Answer each question below using the text on the delivery of deeds.
(a) In Shelton's case, what happened to the deed after it was sealed and read?
(b) In which case was the paper seen in a drawer in the house where both parties lived?
(c) According to the text, what would follow if manual tradition of the deed were essential?
# Text passage start
Manual tradition of the deed is not essential. It has never been claimed that a physical delivery of land is necessary. The deed is but a symbol of the transfer of the land. Therefore, it is settled that manual tradition of the deed is not essential. True, such tradition is evidence of intent to part with title. But it is not the sole evidence. The vital point is whether there is such intent, and it may be found to exist, though some particular means of showing intent is absent. If that were not so, an oral sale of land would always be void; for there would be no deed to hand over. In Shelton's case, 1 Croke's Rep. 7 (24-38 Eliz.), the party sealed the deed, had it read, but did not deliver it, nor did the grantee take it; it was merely left behind them in the same place. It was held to be a good grant, on the statement that the parties came there for that purpose, "and performed all that was requisite for the perfecting it, except an actual delivery; but, it being left behind them, and not countermanded, it shall be said a delivery in law."

II. Since, then, manual tradition is, contrary to the rule in the delivery of chattels, not indispensable, it is no argument against the deed that there was a failure to make physical delivery of the paper, though it was in the power of the grantor to surrender the same. The authorities are overwhelmingly opposed to the argument that the keeping of physical control of the paper by the grantor is conclusive against delivery. It has been ruled many times that an effective delivery of a deed is not negatived because it remained in the physical power of grantor to retake the deed, or because he retained mental power to alter his intentions. In Ray v. Hallenbeck, 42 F. 381, after finding there was an original purpose to execute the deed, and that the paper was later seen in a drawer in the house where both parties to the instrument lived, it is held to be a good delivery, where the paper ultimately reached the grantee, because, while the grantor kept control, he had not changed his original purpose, though he was at liberty to do so.
# Text passage end
# Data supplied start
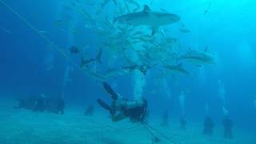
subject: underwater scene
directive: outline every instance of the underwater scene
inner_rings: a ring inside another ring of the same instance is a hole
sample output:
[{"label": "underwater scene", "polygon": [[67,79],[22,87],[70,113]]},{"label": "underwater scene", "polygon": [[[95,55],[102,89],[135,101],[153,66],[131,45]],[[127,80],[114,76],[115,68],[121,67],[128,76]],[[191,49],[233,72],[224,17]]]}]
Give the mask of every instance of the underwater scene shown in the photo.
[{"label": "underwater scene", "polygon": [[256,144],[255,7],[0,0],[0,144]]}]

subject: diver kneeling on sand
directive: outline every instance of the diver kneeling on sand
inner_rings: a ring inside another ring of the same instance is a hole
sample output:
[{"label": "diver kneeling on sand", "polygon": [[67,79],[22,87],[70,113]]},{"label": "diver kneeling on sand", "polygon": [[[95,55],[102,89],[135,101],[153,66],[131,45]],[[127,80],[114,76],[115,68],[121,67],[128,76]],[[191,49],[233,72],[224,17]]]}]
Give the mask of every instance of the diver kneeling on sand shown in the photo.
[{"label": "diver kneeling on sand", "polygon": [[[112,98],[112,104],[109,106],[101,99],[98,99],[98,104],[107,110],[110,110],[113,122],[118,122],[129,118],[132,122],[143,122],[147,110],[146,99],[127,101],[116,94],[106,82],[103,87]],[[118,111],[118,114],[116,114]]]}]

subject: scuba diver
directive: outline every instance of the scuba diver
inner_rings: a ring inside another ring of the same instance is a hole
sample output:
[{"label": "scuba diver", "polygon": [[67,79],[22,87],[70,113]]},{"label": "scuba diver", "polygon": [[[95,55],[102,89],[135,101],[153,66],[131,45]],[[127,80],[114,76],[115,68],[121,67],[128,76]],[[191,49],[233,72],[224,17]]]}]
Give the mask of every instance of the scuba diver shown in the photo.
[{"label": "scuba diver", "polygon": [[146,110],[147,102],[146,99],[128,101],[122,98],[106,82],[103,87],[110,95],[111,105],[108,105],[101,99],[98,99],[98,103],[104,109],[110,111],[113,122],[119,122],[129,118],[131,122],[143,122]]},{"label": "scuba diver", "polygon": [[84,114],[86,115],[86,116],[92,116],[94,114],[94,106],[93,106],[92,105],[90,105],[86,108]]},{"label": "scuba diver", "polygon": [[182,130],[186,130],[186,118],[185,115],[182,115],[180,119],[179,119],[179,122],[180,122],[180,129]]},{"label": "scuba diver", "polygon": [[224,127],[224,138],[233,138],[232,128],[233,122],[228,115],[225,116],[223,119],[223,127]]},{"label": "scuba diver", "polygon": [[162,114],[162,126],[169,126],[169,114],[168,114],[168,110],[166,110],[165,112]]},{"label": "scuba diver", "polygon": [[41,94],[36,98],[34,111],[43,112],[46,109],[46,98],[44,94]]},{"label": "scuba diver", "polygon": [[206,116],[205,122],[204,122],[204,127],[202,133],[206,135],[213,135],[214,134],[214,123],[213,119],[210,116]]}]

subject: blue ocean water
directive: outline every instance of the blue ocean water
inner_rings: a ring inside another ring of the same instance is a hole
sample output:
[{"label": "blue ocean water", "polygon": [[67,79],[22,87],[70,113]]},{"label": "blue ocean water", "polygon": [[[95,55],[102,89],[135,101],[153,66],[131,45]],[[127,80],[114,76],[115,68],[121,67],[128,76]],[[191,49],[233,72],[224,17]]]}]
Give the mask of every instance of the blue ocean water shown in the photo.
[{"label": "blue ocean water", "polygon": [[[9,104],[9,108],[12,108],[16,103],[17,97],[38,95],[42,93],[46,96],[64,95],[67,111],[72,111],[73,109],[83,111],[86,106],[94,105],[97,107],[96,115],[105,114],[104,118],[109,119],[108,112],[102,109],[96,102],[97,98],[102,98],[109,102],[107,94],[101,83],[94,78],[93,74],[81,70],[80,57],[69,54],[69,49],[72,46],[82,49],[86,58],[90,58],[94,57],[99,48],[102,47],[102,64],[95,62],[89,67],[89,70],[96,74],[104,74],[108,69],[115,69],[120,67],[120,65],[126,66],[127,63],[120,64],[118,62],[124,58],[125,52],[114,50],[117,46],[112,46],[113,49],[111,46],[106,48],[105,43],[105,41],[115,41],[118,38],[126,40],[127,38],[125,34],[119,32],[120,35],[114,38],[108,38],[114,33],[112,31],[105,34],[103,29],[101,35],[97,30],[100,30],[103,22],[112,22],[114,18],[129,13],[126,6],[130,6],[130,13],[132,13],[131,10],[136,8],[136,5],[131,2],[134,1],[110,1],[99,14],[96,14],[97,10],[103,6],[104,2],[108,1],[0,2],[0,103],[10,102],[10,99],[12,102]],[[118,2],[118,5],[114,2]],[[2,2],[7,3],[17,11],[36,28],[36,31],[17,14],[14,14]],[[251,141],[247,141],[244,138],[245,142],[256,143],[256,2],[142,0],[136,1],[136,3],[140,6],[138,11],[142,10],[144,5],[148,5],[152,11],[167,11],[181,18],[181,21],[177,23],[160,26],[153,38],[175,38],[179,45],[179,55],[190,49],[209,50],[214,54],[215,61],[214,64],[199,66],[182,62],[182,65],[190,73],[190,76],[168,71],[162,74],[159,68],[154,66],[150,69],[142,88],[142,94],[148,101],[150,123],[152,122],[154,125],[155,122],[160,122],[164,111],[167,110],[170,125],[178,127],[176,123],[178,123],[180,116],[185,114],[188,129],[190,123],[191,127],[194,123],[199,123],[200,126],[193,129],[201,133],[204,118],[206,113],[209,113],[216,126],[220,127],[218,131],[216,130],[219,134],[211,138],[218,139],[222,138],[222,119],[227,114],[234,122],[235,132],[231,142],[223,140],[222,143],[242,142],[241,139],[243,138],[239,138],[239,134],[242,133],[251,138]],[[119,7],[125,10],[123,13],[118,11]],[[97,23],[86,17],[87,14],[96,19]],[[131,27],[136,29],[136,26]],[[190,32],[182,32],[180,28],[184,26]],[[143,32],[150,34],[150,27],[143,29]],[[106,31],[107,30],[105,29]],[[161,37],[160,33],[164,36]],[[56,47],[50,46],[40,34],[49,38],[61,50],[56,50]],[[132,48],[128,46],[127,49]],[[63,54],[66,54],[63,57]],[[161,57],[167,56],[162,54]],[[77,65],[70,62],[70,58]],[[172,65],[166,60],[163,63]],[[134,90],[138,85],[134,84],[136,82],[133,72],[114,75],[104,81],[109,82],[123,97],[128,99],[134,98]],[[182,91],[185,92],[184,97],[181,97]],[[5,108],[6,107],[1,108],[1,114],[6,112],[15,115],[18,113],[14,110],[8,111],[9,109]],[[45,114],[47,115],[47,113]],[[2,117],[0,124],[5,123],[4,121],[7,119],[4,115],[0,115]],[[110,124],[116,125],[115,122]],[[172,133],[175,133],[175,130],[172,130]],[[180,136],[177,139],[180,142],[190,143],[186,139],[192,137],[193,132],[183,135],[182,132],[178,131],[178,134]],[[236,137],[241,141],[236,142]],[[13,138],[15,138],[14,135]],[[42,138],[47,139],[47,137],[42,136]],[[8,138],[4,134],[0,134],[0,142],[11,143],[6,139]],[[126,143],[125,141],[126,138],[121,138],[118,143]],[[50,143],[50,140],[48,142]],[[69,139],[66,142],[72,143],[69,142]],[[210,142],[206,141],[205,143]]]}]

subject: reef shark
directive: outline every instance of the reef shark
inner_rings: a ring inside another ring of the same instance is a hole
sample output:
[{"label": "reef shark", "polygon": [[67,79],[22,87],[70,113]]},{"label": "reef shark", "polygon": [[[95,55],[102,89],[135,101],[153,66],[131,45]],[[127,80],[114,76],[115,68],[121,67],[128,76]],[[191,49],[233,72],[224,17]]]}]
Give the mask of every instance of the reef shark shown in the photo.
[{"label": "reef shark", "polygon": [[144,6],[142,11],[130,13],[114,18],[114,23],[126,23],[133,26],[146,25],[152,27],[154,35],[159,26],[175,23],[180,18],[174,14],[167,12],[152,11],[147,6]]}]

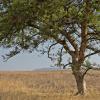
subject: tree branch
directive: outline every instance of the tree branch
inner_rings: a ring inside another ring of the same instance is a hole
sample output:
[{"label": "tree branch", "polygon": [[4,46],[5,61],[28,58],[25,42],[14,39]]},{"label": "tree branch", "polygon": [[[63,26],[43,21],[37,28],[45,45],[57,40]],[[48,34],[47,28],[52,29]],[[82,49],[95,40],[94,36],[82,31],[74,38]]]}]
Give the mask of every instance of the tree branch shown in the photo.
[{"label": "tree branch", "polygon": [[49,49],[48,49],[48,58],[50,58],[51,60],[53,60],[53,58],[50,57],[51,48],[52,48],[53,46],[57,45],[57,44],[58,44],[58,43],[54,43],[54,44],[50,45],[50,47],[49,47]]}]

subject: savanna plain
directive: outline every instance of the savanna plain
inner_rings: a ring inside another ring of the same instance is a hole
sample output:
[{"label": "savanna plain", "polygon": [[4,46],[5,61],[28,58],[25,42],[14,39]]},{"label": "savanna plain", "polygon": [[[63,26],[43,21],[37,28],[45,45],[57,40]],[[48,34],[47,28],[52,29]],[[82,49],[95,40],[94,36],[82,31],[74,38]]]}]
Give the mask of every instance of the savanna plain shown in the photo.
[{"label": "savanna plain", "polygon": [[87,94],[74,96],[70,70],[0,72],[0,100],[100,100],[100,71],[87,73]]}]

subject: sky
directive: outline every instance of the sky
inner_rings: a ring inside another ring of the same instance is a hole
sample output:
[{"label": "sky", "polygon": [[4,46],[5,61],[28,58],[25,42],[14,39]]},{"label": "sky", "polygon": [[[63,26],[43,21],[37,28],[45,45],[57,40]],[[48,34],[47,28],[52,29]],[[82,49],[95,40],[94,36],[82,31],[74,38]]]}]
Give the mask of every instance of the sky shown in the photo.
[{"label": "sky", "polygon": [[[0,48],[0,71],[32,71],[40,68],[50,68],[52,65],[47,55],[39,55],[37,52],[20,53],[4,62],[2,55],[6,53],[6,50]],[[100,64],[100,56],[92,56],[91,62]]]}]

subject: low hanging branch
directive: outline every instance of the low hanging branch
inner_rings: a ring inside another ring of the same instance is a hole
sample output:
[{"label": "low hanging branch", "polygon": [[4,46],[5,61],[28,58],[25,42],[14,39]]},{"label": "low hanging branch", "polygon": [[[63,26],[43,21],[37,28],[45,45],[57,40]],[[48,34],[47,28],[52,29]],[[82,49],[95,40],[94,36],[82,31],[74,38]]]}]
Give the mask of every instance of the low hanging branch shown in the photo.
[{"label": "low hanging branch", "polygon": [[49,46],[49,49],[48,49],[48,58],[50,58],[51,60],[53,60],[53,58],[50,57],[51,48],[52,48],[53,46],[57,45],[57,44],[58,44],[58,43],[54,43],[54,44],[52,44],[52,45]]}]

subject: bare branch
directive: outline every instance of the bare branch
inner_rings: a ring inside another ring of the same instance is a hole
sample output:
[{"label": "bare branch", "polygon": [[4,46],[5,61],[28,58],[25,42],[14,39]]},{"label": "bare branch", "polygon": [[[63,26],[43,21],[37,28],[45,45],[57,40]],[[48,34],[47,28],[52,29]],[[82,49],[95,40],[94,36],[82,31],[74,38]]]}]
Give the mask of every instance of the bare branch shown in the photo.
# Data supplied end
• **Response below**:
(a) It was not delivered or taken by the grantee. It was left behind them in the same place.
(b) Ray v. Hallenbeck, 42 F. 381.
(c) An oral sale of land would always be void, because there would be no deed to hand over.